Activity.
Return each line exactly, beginning with the one that has "This endpoint accepts" and finishing with the final line of the material. Drop any pictures.

Excerpted data.
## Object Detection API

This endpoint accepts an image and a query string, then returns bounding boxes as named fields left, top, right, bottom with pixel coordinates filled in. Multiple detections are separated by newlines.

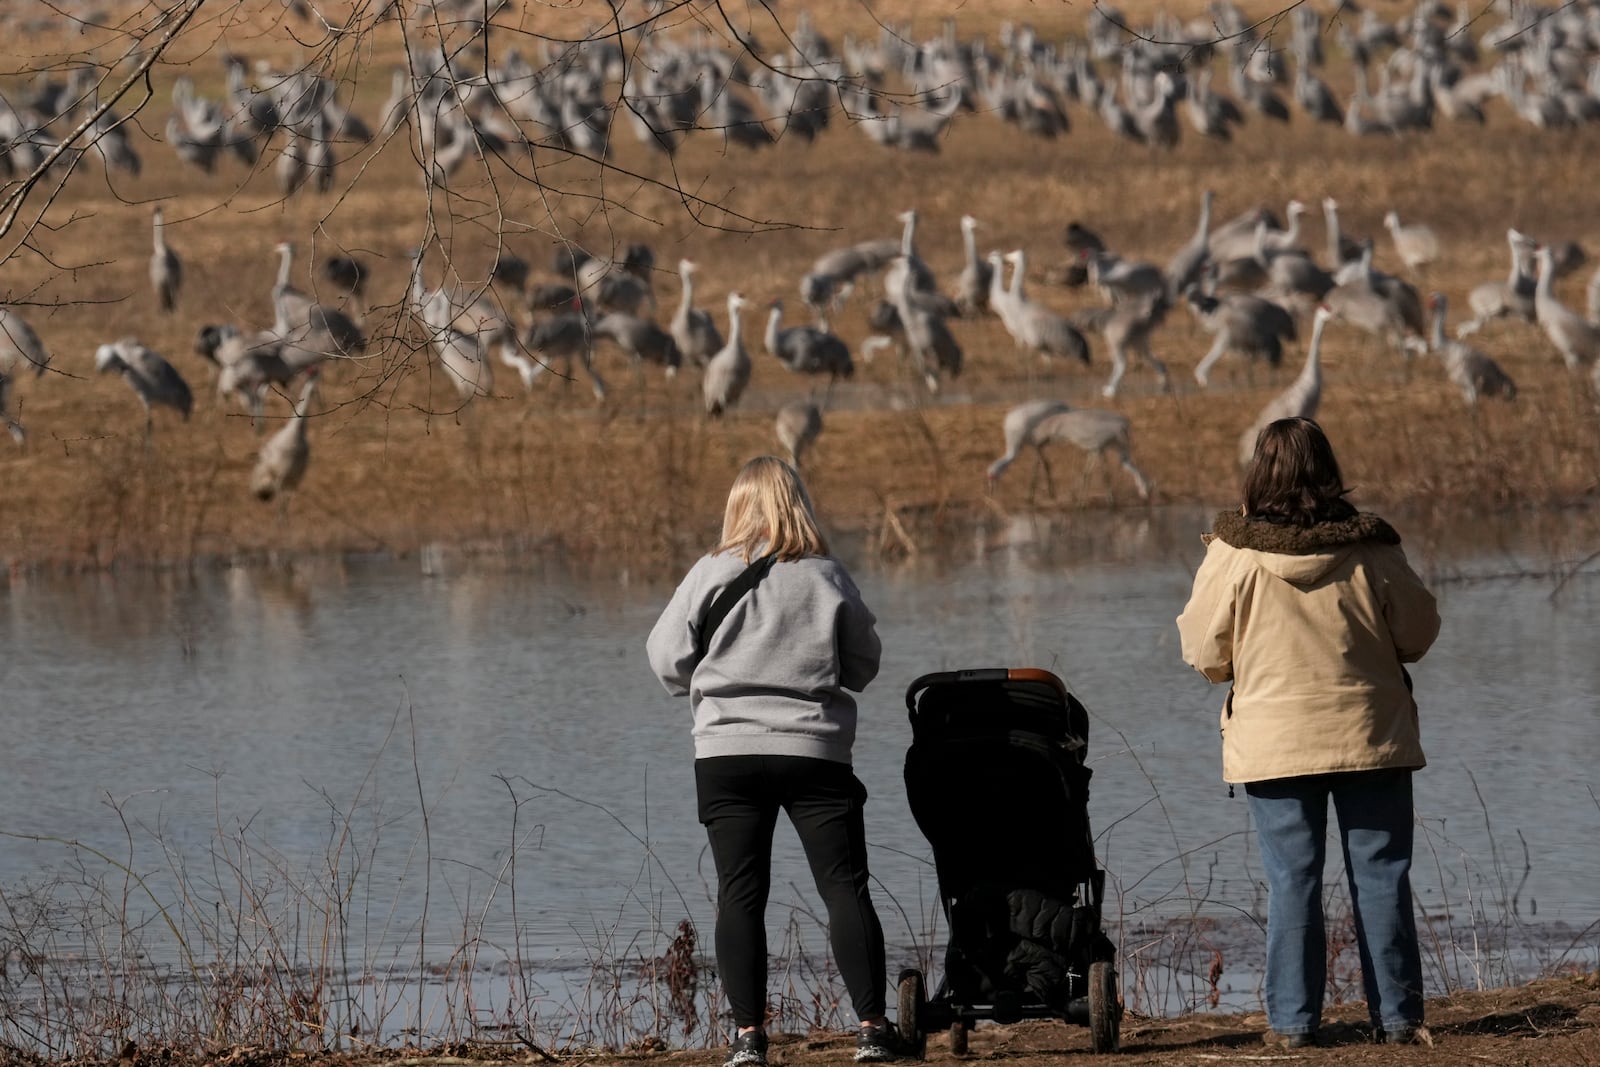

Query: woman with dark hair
left=647, top=456, right=904, bottom=1067
left=1177, top=418, right=1441, bottom=1048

Response to this exercise.
This endpoint accepts an image and a query string, then returns bounding boxes as named fields left, top, right, bottom with pixel coordinates filled in. Multiple detections are separated by newlines.


Query: woman with dark hair
left=647, top=456, right=904, bottom=1067
left=1177, top=418, right=1441, bottom=1048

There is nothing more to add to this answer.